_AIM OF THE EXERCISE:_ Convert every line of the records below into a JSON list of strings, with one string per line and blank lines omitted.

Data entries
---------------
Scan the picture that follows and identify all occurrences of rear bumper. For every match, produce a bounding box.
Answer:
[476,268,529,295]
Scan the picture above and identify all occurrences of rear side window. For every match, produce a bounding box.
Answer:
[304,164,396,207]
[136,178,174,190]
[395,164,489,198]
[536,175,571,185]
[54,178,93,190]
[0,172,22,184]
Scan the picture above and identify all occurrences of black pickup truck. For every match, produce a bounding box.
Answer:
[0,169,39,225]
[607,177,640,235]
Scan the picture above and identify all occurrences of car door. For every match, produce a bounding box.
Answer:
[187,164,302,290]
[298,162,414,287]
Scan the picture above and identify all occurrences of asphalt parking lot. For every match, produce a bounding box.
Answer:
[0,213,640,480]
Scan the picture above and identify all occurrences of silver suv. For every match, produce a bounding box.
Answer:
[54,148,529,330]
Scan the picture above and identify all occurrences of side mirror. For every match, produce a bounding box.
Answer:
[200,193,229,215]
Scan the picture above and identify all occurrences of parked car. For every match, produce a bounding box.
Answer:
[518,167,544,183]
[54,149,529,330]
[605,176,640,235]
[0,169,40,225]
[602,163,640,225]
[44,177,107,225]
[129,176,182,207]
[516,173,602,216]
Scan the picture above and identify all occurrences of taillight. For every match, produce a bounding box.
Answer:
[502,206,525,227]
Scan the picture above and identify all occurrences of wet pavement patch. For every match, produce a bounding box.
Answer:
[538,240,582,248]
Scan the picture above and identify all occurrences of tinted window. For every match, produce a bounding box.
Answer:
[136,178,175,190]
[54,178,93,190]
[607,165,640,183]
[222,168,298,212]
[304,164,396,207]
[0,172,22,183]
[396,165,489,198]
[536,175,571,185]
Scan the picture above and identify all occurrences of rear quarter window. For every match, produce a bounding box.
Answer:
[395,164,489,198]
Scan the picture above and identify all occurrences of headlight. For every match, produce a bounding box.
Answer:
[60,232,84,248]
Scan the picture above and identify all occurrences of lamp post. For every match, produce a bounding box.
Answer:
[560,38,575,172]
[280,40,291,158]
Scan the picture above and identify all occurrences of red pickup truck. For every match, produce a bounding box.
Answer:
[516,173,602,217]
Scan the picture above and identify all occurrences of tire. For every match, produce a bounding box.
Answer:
---------------
_FINISHED ANSWER:_
[
  "Scan the picture that follows and identify all occurrences of rear bumper. For every match, produce a bounding box.",
  "Answer:",
  "[476,268,529,295]",
  "Scan the picture above and identify all occurrences of rear side window. For every match, produce a bounding box.",
  "Answer:",
  "[304,164,396,207]",
  "[136,178,174,190]",
  "[395,164,489,198]",
  "[536,175,571,185]",
  "[54,178,93,190]",
  "[0,172,22,184]",
  "Scan the picture above and identify all occurrences of black pickup truck. For every match, produce a bounding box.",
  "Answer:",
  "[0,169,39,225]",
  "[607,177,640,235]",
  "Scan the picture above and identify all occurrences of car door. For every match, produce a bounding box.",
  "Answer:",
  "[187,164,302,290]",
  "[298,162,414,287]",
  "Scan the picture above and identify all occurrences of asphalt parking lot. For every match, produce a bounding box.",
  "Answer:",
  "[0,213,640,480]",
  "Scan the picture above and identify all occurrences of silver suv. For every match, produce a bounding box.",
  "Answer:",
  "[54,148,529,330]",
  "Scan the picture above and identify all occurrences of side mirror. For every match, produce a bounding box.",
  "Answer:",
  "[200,193,229,215]",
  "Scan the picture above and identify all occurrences of parked car. For every match, produce a bounding box.",
  "Answer:",
  "[518,167,544,183]",
  "[54,149,529,330]",
  "[605,176,640,235]",
  "[0,169,40,225]",
  "[602,163,640,225]",
  "[44,177,107,225]",
  "[129,176,182,207]",
  "[516,173,602,216]",
  "Scan the picture above and identify all occurrences of taillight. For every match, produce a bounding box.",
  "Answer:",
  "[502,206,525,227]",
  "Scan the picture above and identify all occurrences of wet pavement patch. For every match, produce a bounding box.",
  "Answer:",
  "[538,240,582,248]",
  "Scan the picture above and identify all occurrences of tinted window. For every match, produce a bounding box.",
  "Answer:",
  "[136,178,175,190]",
  "[54,178,93,190]",
  "[607,165,640,183]",
  "[222,168,298,212]",
  "[304,164,396,207]",
  "[0,172,22,183]",
  "[396,165,489,198]",
  "[536,175,571,185]",
  "Scan the picture above and identify all occurrences of rear quarter window. For every match, produce a bounding box.",
  "Answer:",
  "[395,164,489,198]",
  "Scan the picture above and identify all occurrences of headlight. For every match, produce a bounding box.",
  "Answer:",
  "[60,232,84,248]",
  "Scan the picture above and identify all occurrences of lamp post. For every match, produce a bounding box.",
  "Answer:",
  "[560,38,575,172]",
  "[280,40,291,158]",
  "Scan the picture above and identify all occurrences of red pickup truck. For every match, produce a bounding box.",
  "Answer:",
  "[516,173,602,217]",
  "Scan the picture above and identify all occurrences of tire. For every match, produce a bounding box.",
  "Answer:"
]